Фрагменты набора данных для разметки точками
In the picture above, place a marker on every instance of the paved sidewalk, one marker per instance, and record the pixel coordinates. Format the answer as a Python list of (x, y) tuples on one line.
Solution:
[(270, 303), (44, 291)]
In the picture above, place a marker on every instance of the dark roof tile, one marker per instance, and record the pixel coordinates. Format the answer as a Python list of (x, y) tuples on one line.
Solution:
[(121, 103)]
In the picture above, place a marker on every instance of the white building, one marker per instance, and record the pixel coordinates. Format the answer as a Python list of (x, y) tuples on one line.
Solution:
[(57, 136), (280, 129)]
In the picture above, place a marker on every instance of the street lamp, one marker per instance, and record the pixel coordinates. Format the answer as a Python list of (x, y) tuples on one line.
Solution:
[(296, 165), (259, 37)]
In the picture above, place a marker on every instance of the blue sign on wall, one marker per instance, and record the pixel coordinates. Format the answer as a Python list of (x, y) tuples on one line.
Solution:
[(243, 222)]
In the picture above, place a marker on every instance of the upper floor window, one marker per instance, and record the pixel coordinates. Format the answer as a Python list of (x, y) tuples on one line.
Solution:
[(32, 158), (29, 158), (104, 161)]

* * *

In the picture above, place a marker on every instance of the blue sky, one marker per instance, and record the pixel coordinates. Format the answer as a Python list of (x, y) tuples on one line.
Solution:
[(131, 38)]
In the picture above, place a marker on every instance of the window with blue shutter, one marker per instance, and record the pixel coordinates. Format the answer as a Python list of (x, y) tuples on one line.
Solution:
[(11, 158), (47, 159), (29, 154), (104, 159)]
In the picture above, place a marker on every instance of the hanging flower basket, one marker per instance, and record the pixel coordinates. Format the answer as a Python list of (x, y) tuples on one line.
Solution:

Условие задания: Выведите без изменений весь материал от строки, содержащей «of the dark», и ниже до строки, содержащей «[(32, 158), (29, 158), (104, 161)]», включая обе эти строки.

Полный ответ:
In the picture above, place a marker on every instance of the dark roof tile, one marker per instance, and record the pixel coordinates. Format the answer as a Python list of (x, y) tuples on one line.
Solution:
[(121, 103)]
In the picture above, place a marker on every instance of the white building, one marker per instance, and record the pixel coordinates. Format the answer as a Python list of (x, y) tuples on one line.
Solution:
[(57, 136), (280, 129)]
In the picture above, place a marker on every instance of the street lamp, one marker per instance, and record the pixel coordinates. Format the answer as a Python list of (x, y) tuples on one line.
Solution:
[(296, 165), (259, 37)]
In the picture above, place a marker on every instance of the blue sign on wall, one marker per instance, and record the pixel coordinates. Format the answer as a Python list of (x, y) tuples on one line.
Solution:
[(243, 222)]
In the picture above, place a marker on every instance of the upper floor window, one marker per instance, and record the pixel coordinates. Format the answer as a Python list of (x, y) tuples on one line.
Solution:
[(32, 158), (29, 158), (104, 161)]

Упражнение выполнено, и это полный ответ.